* PROBLEM *
From the records below, copy out word for word the line with "of the green", the line with "of the marsh", and every line between them, and nothing else.

* INFORMATION SHOWN *
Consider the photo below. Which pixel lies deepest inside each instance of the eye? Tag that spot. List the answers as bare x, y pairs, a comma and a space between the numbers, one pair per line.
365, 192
--
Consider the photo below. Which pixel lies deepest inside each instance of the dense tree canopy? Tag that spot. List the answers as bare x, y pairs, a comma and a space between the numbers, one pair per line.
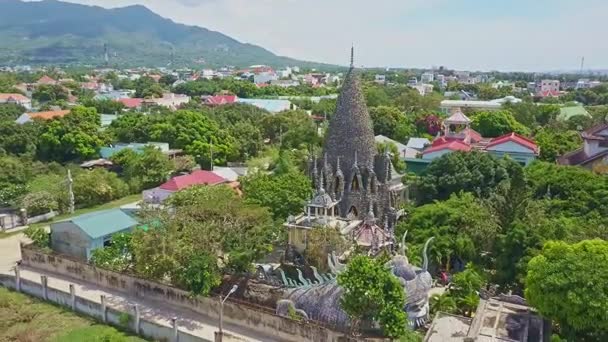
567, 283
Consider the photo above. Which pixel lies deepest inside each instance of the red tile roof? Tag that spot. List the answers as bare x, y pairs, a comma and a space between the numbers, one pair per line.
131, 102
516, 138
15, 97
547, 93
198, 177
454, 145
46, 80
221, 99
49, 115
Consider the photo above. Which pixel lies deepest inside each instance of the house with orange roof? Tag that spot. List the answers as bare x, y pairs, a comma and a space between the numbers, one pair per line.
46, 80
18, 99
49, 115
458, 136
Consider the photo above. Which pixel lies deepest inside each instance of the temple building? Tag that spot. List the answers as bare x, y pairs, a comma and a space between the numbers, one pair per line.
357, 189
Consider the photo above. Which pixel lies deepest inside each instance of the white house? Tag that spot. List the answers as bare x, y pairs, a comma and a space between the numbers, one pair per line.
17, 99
--
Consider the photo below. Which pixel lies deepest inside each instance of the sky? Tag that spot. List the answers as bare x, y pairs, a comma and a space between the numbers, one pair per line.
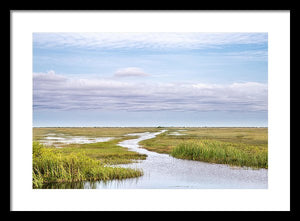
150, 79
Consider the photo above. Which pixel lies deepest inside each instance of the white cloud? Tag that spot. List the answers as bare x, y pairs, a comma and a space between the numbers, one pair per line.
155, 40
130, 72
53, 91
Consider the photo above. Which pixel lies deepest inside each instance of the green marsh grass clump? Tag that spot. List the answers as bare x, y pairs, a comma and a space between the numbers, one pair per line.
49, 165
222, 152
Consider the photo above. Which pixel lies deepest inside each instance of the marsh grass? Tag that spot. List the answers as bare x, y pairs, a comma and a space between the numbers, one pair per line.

* RESULT OF THE EXERCISE *
Consider the photo above. Which pixel lies deepest inside each instance of the green marsh grass clump? Tag that spot. List the answers as bare x, y pairs, a comma and a space between the numbers, one pair per line.
49, 165
222, 152
Consider the photo above. Which pixel lies deepest inside each instance of the marsh grass? Tag that spot. List the answers as bare x, y pairs, a comma and a space between the numbers, one pair per line.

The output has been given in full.